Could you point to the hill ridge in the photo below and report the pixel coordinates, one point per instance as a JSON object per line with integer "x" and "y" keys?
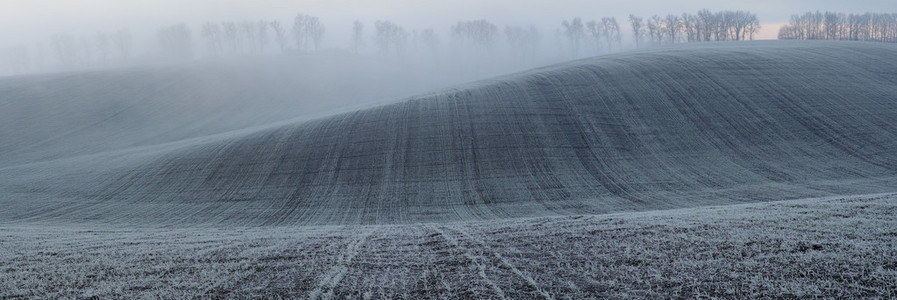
{"x": 655, "y": 129}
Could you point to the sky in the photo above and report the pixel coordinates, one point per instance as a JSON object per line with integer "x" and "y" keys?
{"x": 34, "y": 20}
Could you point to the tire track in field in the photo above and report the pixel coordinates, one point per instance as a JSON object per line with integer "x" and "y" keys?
{"x": 504, "y": 262}
{"x": 324, "y": 288}
{"x": 481, "y": 267}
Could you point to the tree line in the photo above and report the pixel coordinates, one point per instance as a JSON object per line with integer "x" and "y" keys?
{"x": 467, "y": 43}
{"x": 879, "y": 27}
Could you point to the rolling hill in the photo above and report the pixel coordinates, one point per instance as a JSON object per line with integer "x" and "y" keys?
{"x": 656, "y": 129}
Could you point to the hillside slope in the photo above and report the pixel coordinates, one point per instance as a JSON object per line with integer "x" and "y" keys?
{"x": 666, "y": 128}
{"x": 47, "y": 117}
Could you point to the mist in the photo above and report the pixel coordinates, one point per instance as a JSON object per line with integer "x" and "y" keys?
{"x": 34, "y": 31}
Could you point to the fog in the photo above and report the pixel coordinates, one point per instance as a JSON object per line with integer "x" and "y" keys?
{"x": 32, "y": 32}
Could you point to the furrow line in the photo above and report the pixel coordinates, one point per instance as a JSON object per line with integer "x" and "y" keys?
{"x": 481, "y": 268}
{"x": 324, "y": 288}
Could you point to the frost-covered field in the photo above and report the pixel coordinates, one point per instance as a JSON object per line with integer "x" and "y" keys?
{"x": 843, "y": 247}
{"x": 603, "y": 177}
{"x": 667, "y": 128}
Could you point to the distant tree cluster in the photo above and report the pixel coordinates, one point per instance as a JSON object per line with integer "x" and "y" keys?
{"x": 705, "y": 26}
{"x": 176, "y": 42}
{"x": 601, "y": 36}
{"x": 879, "y": 27}
{"x": 470, "y": 45}
{"x": 238, "y": 38}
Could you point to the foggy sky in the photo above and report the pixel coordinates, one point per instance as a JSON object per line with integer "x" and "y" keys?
{"x": 26, "y": 21}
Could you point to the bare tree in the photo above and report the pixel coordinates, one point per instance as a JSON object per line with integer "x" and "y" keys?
{"x": 261, "y": 35}
{"x": 175, "y": 42}
{"x": 880, "y": 27}
{"x": 611, "y": 32}
{"x": 231, "y": 33}
{"x": 123, "y": 43}
{"x": 523, "y": 41}
{"x": 480, "y": 33}
{"x": 390, "y": 37}
{"x": 638, "y": 29}
{"x": 65, "y": 49}
{"x": 574, "y": 31}
{"x": 430, "y": 40}
{"x": 280, "y": 35}
{"x": 102, "y": 44}
{"x": 595, "y": 31}
{"x": 655, "y": 30}
{"x": 307, "y": 30}
{"x": 248, "y": 31}
{"x": 211, "y": 33}
{"x": 673, "y": 26}
{"x": 357, "y": 36}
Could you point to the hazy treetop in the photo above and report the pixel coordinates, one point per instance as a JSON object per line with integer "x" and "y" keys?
{"x": 21, "y": 20}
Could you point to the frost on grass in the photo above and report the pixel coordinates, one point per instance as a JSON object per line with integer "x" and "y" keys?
{"x": 834, "y": 247}
{"x": 667, "y": 128}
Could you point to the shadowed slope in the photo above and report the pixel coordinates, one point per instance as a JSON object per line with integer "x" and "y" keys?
{"x": 658, "y": 129}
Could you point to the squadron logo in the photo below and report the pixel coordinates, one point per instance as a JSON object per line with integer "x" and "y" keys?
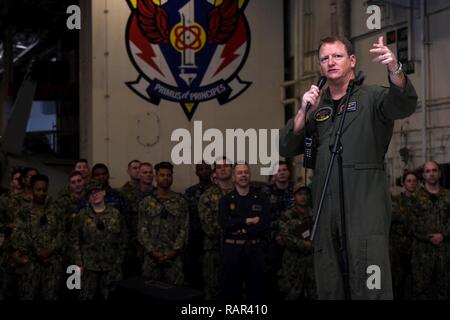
{"x": 188, "y": 51}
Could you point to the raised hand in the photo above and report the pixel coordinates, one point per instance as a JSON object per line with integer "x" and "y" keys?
{"x": 384, "y": 55}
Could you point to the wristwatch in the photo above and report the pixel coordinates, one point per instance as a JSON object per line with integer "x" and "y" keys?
{"x": 398, "y": 71}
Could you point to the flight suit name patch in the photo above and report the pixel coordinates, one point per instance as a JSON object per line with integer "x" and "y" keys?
{"x": 351, "y": 107}
{"x": 323, "y": 114}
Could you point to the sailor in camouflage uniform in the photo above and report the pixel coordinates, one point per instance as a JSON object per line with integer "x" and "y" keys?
{"x": 163, "y": 227}
{"x": 194, "y": 250}
{"x": 134, "y": 256}
{"x": 281, "y": 198}
{"x": 67, "y": 203}
{"x": 296, "y": 277}
{"x": 99, "y": 236}
{"x": 208, "y": 209}
{"x": 37, "y": 240}
{"x": 10, "y": 210}
{"x": 133, "y": 173}
{"x": 430, "y": 251}
{"x": 401, "y": 237}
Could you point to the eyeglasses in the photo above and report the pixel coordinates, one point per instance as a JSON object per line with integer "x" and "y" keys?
{"x": 219, "y": 166}
{"x": 336, "y": 57}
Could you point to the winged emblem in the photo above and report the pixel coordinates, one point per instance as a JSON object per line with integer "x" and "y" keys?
{"x": 153, "y": 22}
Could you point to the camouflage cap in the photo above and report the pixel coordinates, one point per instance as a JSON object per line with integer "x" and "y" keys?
{"x": 300, "y": 186}
{"x": 91, "y": 186}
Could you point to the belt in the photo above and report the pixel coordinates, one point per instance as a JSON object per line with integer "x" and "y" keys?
{"x": 364, "y": 166}
{"x": 242, "y": 242}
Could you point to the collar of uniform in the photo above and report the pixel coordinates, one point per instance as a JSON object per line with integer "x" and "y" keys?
{"x": 327, "y": 99}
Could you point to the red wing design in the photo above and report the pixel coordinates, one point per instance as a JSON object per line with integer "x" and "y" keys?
{"x": 223, "y": 21}
{"x": 152, "y": 21}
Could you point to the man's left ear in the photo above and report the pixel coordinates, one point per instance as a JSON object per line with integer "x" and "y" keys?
{"x": 353, "y": 60}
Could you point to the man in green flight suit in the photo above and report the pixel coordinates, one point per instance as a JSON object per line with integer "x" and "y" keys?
{"x": 367, "y": 132}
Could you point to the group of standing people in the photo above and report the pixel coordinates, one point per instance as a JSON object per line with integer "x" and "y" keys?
{"x": 215, "y": 237}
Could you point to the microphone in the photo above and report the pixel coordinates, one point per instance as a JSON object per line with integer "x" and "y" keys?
{"x": 320, "y": 84}
{"x": 359, "y": 78}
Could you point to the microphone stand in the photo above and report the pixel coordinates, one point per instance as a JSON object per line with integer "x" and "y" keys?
{"x": 336, "y": 151}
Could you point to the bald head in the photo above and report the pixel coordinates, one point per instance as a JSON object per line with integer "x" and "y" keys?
{"x": 431, "y": 173}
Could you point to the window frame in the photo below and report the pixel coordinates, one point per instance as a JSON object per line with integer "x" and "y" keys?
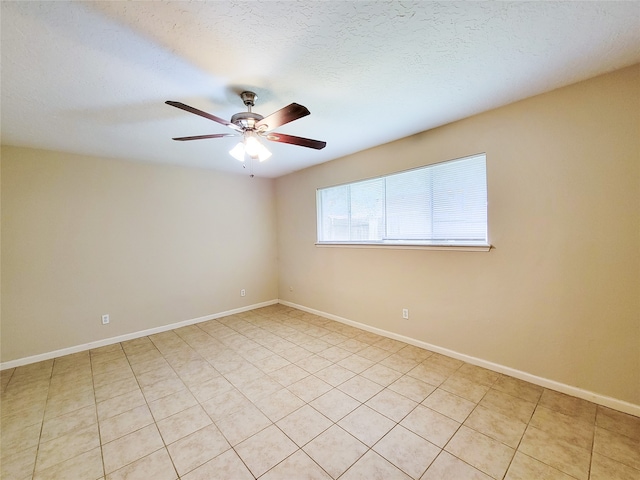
{"x": 470, "y": 246}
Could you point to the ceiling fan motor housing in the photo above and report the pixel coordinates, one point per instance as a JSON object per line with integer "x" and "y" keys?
{"x": 246, "y": 120}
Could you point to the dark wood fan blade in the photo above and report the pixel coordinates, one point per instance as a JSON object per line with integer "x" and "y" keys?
{"x": 189, "y": 109}
{"x": 284, "y": 115}
{"x": 202, "y": 137}
{"x": 303, "y": 142}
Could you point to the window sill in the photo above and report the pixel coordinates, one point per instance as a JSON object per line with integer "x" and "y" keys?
{"x": 456, "y": 248}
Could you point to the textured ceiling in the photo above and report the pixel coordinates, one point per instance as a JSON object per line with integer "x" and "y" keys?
{"x": 92, "y": 77}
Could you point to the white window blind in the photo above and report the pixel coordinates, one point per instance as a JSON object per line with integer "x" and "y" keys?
{"x": 441, "y": 204}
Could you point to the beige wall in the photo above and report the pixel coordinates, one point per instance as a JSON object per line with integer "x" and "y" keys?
{"x": 559, "y": 296}
{"x": 149, "y": 245}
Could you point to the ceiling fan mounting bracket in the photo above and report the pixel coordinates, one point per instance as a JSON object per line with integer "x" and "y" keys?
{"x": 248, "y": 98}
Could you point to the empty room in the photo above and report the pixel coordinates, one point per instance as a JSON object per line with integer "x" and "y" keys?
{"x": 320, "y": 240}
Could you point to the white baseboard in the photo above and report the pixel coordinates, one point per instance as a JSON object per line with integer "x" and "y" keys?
{"x": 129, "y": 336}
{"x": 603, "y": 400}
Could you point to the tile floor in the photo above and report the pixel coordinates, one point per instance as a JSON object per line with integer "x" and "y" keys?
{"x": 277, "y": 393}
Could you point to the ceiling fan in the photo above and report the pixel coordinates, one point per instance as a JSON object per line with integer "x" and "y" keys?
{"x": 253, "y": 126}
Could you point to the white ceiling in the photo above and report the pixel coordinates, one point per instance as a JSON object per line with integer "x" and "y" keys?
{"x": 92, "y": 77}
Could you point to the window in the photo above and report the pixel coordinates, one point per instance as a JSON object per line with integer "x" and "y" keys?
{"x": 441, "y": 204}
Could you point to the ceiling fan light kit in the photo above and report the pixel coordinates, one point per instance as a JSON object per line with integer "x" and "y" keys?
{"x": 252, "y": 126}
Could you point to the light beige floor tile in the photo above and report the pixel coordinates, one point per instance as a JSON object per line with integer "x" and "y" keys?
{"x": 381, "y": 375}
{"x": 448, "y": 404}
{"x": 114, "y": 389}
{"x": 360, "y": 388}
{"x": 391, "y": 404}
{"x": 563, "y": 427}
{"x": 260, "y": 388}
{"x": 86, "y": 465}
{"x": 366, "y": 425}
{"x": 618, "y": 422}
{"x": 304, "y": 424}
{"x": 310, "y": 388}
{"x": 183, "y": 423}
{"x": 356, "y": 363}
{"x": 197, "y": 449}
{"x": 163, "y": 388}
{"x": 334, "y": 375}
{"x": 508, "y": 405}
{"x": 245, "y": 374}
{"x": 209, "y": 389}
{"x": 313, "y": 363}
{"x": 17, "y": 440}
{"x": 389, "y": 344}
{"x": 524, "y": 467}
{"x": 448, "y": 467}
{"x": 372, "y": 466}
{"x": 125, "y": 423}
{"x": 103, "y": 380}
{"x": 289, "y": 375}
{"x": 294, "y": 466}
{"x": 481, "y": 452}
{"x": 335, "y": 450}
{"x": 157, "y": 466}
{"x": 444, "y": 361}
{"x": 415, "y": 353}
{"x": 352, "y": 345}
{"x": 617, "y": 447}
{"x": 431, "y": 373}
{"x": 130, "y": 448}
{"x": 279, "y": 404}
{"x": 430, "y": 425}
{"x": 60, "y": 406}
{"x": 374, "y": 354}
{"x": 19, "y": 465}
{"x": 495, "y": 425}
{"x": 574, "y": 407}
{"x": 412, "y": 388}
{"x": 67, "y": 446}
{"x": 555, "y": 452}
{"x": 603, "y": 468}
{"x": 225, "y": 404}
{"x": 272, "y": 363}
{"x": 335, "y": 354}
{"x": 265, "y": 449}
{"x": 242, "y": 424}
{"x": 477, "y": 374}
{"x": 399, "y": 363}
{"x": 409, "y": 452}
{"x": 171, "y": 404}
{"x": 465, "y": 388}
{"x": 335, "y": 404}
{"x": 334, "y": 338}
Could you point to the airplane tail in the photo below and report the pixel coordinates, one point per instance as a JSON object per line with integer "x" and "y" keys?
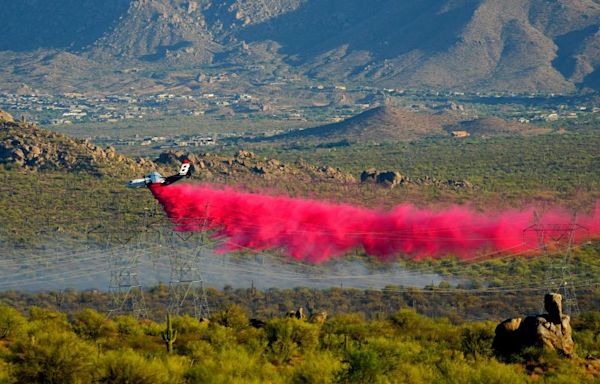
{"x": 185, "y": 169}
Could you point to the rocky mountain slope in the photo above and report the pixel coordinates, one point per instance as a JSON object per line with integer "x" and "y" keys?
{"x": 27, "y": 146}
{"x": 516, "y": 45}
{"x": 390, "y": 124}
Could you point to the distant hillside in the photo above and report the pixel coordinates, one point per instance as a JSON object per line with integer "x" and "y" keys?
{"x": 27, "y": 146}
{"x": 379, "y": 124}
{"x": 389, "y": 124}
{"x": 493, "y": 126}
{"x": 514, "y": 45}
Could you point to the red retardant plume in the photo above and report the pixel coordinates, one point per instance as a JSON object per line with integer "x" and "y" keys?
{"x": 316, "y": 231}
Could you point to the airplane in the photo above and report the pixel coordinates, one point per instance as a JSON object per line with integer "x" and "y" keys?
{"x": 155, "y": 178}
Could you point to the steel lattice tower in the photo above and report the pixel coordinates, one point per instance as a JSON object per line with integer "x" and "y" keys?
{"x": 125, "y": 287}
{"x": 186, "y": 285}
{"x": 561, "y": 237}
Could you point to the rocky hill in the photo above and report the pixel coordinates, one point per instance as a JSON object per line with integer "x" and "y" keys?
{"x": 27, "y": 146}
{"x": 390, "y": 124}
{"x": 516, "y": 45}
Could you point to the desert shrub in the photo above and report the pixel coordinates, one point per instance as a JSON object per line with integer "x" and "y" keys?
{"x": 454, "y": 371}
{"x": 586, "y": 334}
{"x": 317, "y": 368}
{"x": 127, "y": 366}
{"x": 187, "y": 324}
{"x": 7, "y": 373}
{"x": 287, "y": 337}
{"x": 477, "y": 340}
{"x": 92, "y": 325}
{"x": 233, "y": 365}
{"x": 221, "y": 337}
{"x": 232, "y": 317}
{"x": 47, "y": 320}
{"x": 127, "y": 325}
{"x": 363, "y": 366}
{"x": 12, "y": 323}
{"x": 53, "y": 357}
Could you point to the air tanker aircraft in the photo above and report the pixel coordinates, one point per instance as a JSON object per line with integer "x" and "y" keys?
{"x": 156, "y": 178}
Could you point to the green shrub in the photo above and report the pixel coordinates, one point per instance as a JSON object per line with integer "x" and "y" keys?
{"x": 54, "y": 357}
{"x": 321, "y": 368}
{"x": 287, "y": 337}
{"x": 477, "y": 340}
{"x": 12, "y": 323}
{"x": 92, "y": 325}
{"x": 233, "y": 365}
{"x": 232, "y": 317}
{"x": 127, "y": 366}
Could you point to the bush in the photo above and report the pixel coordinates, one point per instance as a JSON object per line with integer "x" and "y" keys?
• • • • • • •
▶ _WHAT IS EXPECTED_
Please quote nothing but the lines from the line with "Could you point to the steel" through the end of the data above, exactly as written, ends included.

▶ _RESULT OF THIS EXERCISE_
Could you point to the steel lattice tower in the photo above and report the pixel coordinates, one point per instance as a JSON object per line with integer "x" and "y" keys?
{"x": 125, "y": 287}
{"x": 186, "y": 285}
{"x": 561, "y": 237}
Could you point to the rocky hill in the photo above and report the pixel coordinates, one point per instance as a JSON object per line with integer "x" and "y" keys?
{"x": 27, "y": 146}
{"x": 390, "y": 124}
{"x": 516, "y": 45}
Could you point to the desert shrub in the photo above and report the pixel coordinates, one point per instance as a JSON object per line with integer "x" and "y" keys?
{"x": 454, "y": 371}
{"x": 586, "y": 334}
{"x": 317, "y": 368}
{"x": 127, "y": 366}
{"x": 187, "y": 324}
{"x": 7, "y": 373}
{"x": 287, "y": 337}
{"x": 477, "y": 340}
{"x": 92, "y": 325}
{"x": 233, "y": 365}
{"x": 221, "y": 337}
{"x": 232, "y": 317}
{"x": 47, "y": 320}
{"x": 127, "y": 325}
{"x": 363, "y": 366}
{"x": 12, "y": 323}
{"x": 53, "y": 357}
Could you point to the air tanker aircraft in the photo above and report the pixel coordinates, one point per instance as a JSON object per line with integer "x" and "y" keys?
{"x": 156, "y": 178}
Could you point to the green shrub in the photo above and report the pixel coordinates, one point per instance as a JSON object per line with integer "x" and "y" keys?
{"x": 54, "y": 357}
{"x": 321, "y": 368}
{"x": 287, "y": 337}
{"x": 477, "y": 340}
{"x": 12, "y": 323}
{"x": 92, "y": 325}
{"x": 233, "y": 365}
{"x": 232, "y": 317}
{"x": 127, "y": 366}
Could you point to the bush in the photo above and report the pixel coordinates, one point per instance as a JSON object per line with integer "x" and "y" keys?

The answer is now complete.